CHALLENGE:
Update the items from the line with "Where can you find the green plant" through the end of the items by changing "balcony" to "terrace". Write out those lines again with nothing else altered.

RECORDS PROVIDED:
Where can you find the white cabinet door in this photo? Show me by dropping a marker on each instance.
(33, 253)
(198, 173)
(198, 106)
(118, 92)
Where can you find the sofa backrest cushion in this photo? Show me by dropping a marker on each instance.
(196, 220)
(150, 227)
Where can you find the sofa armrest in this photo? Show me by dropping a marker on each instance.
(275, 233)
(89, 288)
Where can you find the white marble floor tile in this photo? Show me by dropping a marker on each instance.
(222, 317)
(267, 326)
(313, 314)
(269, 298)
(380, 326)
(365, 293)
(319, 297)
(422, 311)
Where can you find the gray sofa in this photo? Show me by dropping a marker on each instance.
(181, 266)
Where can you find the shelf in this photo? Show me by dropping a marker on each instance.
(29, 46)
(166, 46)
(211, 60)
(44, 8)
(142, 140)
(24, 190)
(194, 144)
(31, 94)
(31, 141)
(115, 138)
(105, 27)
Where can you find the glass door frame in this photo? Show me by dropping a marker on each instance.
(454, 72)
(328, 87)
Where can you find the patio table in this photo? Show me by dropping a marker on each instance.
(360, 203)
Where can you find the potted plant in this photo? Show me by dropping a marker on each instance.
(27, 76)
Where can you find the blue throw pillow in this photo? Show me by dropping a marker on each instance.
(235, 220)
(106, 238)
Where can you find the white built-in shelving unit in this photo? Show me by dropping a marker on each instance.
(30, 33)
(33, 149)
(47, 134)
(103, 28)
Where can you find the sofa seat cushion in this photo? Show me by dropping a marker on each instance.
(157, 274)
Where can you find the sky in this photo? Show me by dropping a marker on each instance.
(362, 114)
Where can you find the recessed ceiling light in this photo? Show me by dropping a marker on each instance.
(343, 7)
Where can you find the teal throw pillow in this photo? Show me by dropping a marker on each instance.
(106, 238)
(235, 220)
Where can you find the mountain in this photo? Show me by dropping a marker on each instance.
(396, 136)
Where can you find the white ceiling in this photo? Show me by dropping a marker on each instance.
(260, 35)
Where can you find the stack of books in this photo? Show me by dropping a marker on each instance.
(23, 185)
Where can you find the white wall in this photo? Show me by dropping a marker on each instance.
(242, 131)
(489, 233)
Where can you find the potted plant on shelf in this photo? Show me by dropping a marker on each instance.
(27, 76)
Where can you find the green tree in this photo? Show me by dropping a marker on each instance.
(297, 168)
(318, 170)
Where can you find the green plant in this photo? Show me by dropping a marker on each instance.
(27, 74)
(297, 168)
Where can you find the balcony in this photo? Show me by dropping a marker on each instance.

FINISHED TASK:
Where can you find the green plant in this photo? Show me by dropping a marker on each instance.
(27, 74)
(297, 168)
Where can you find the terrace in this photo? Show me by dropping a marker on each instance.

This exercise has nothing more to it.